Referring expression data
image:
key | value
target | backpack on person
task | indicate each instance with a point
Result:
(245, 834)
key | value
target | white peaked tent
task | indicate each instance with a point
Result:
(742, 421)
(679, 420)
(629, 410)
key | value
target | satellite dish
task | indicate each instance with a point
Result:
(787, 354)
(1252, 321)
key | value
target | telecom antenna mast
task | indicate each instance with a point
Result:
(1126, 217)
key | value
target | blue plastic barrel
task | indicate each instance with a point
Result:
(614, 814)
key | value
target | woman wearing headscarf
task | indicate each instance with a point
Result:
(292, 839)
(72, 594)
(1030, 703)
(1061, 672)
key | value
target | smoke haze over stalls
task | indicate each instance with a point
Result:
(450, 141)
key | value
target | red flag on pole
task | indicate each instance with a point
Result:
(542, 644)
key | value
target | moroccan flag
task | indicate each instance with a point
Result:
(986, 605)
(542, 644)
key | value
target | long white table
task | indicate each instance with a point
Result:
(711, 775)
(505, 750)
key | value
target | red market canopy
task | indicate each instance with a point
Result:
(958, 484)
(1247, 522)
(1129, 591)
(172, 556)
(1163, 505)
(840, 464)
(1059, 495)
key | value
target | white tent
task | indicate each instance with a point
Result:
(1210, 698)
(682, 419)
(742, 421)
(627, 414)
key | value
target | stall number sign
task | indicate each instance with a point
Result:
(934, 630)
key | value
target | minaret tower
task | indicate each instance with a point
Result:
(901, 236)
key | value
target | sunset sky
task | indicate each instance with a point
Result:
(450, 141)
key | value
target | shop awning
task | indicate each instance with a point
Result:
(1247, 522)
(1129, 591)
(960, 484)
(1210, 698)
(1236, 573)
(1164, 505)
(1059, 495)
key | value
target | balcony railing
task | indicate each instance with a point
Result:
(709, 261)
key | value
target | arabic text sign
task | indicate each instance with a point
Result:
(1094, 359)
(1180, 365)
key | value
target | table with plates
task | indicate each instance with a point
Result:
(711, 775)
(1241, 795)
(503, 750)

◆ **How to complete this task**: The response should be every record above restated exactly.

◆ **Your solution**:
image:
key | value
target | backpack on person
task | indicate each instance with a point
Result:
(245, 834)
key | value
target | white peaked tent
task | indicate each instance with a point
Result:
(742, 421)
(679, 420)
(629, 410)
key | value
target | satellite dish
task | indicate each instance with a point
Result:
(787, 354)
(1252, 321)
key | value
target | telecom antenna mast
task | indicate each instance with a point
Result:
(1126, 217)
key | value
target | blue plastic barrel
task | indicate each instance with a point
Result:
(614, 814)
key | value
target | woman wearing headscarf
task | indicate each instance with a point
Result:
(292, 839)
(72, 594)
(1030, 703)
(1061, 672)
key | value
target | smoke haze over stalls
task | indicate each instance with a point
Result:
(450, 141)
key | value
target | red flag on pole
task | indicate each instance with a point
Result:
(542, 644)
key | value
target | moroccan flag
task | indicate each instance with a point
Result:
(986, 605)
(542, 644)
key | value
target | long white table
task | indicate each instance with a point
Result:
(711, 775)
(505, 750)
key | value
target | red market canopy
task | indicate each instance with a point
Result:
(958, 484)
(1247, 522)
(1129, 591)
(172, 556)
(1163, 505)
(840, 464)
(1059, 495)
key | value
target | white tent
task | indicate each instance with a point
Result:
(1210, 698)
(682, 419)
(742, 421)
(627, 414)
key | value
target | stall number sign
task | indicate each instance with a point
Result:
(934, 630)
key | value
target | minaret tower
task | indicate each instance with a point
Result:
(901, 236)
key | value
target | sunset sky
task | indicate each instance with a point
Result:
(450, 141)
key | value
target | shop awning
task | indicate each instance with a point
Result:
(1247, 522)
(1129, 591)
(960, 484)
(1210, 698)
(1236, 573)
(1164, 505)
(1059, 495)
key | value
target | balcony railing
task | indicate each instance with a point
Result:
(709, 261)
key | value
target | arabic text sign
task | indicate each instance with a point
Result:
(1094, 359)
(1180, 365)
key | value
target | table with plates
task | indicate each instance with a point
Result:
(711, 775)
(1241, 795)
(503, 750)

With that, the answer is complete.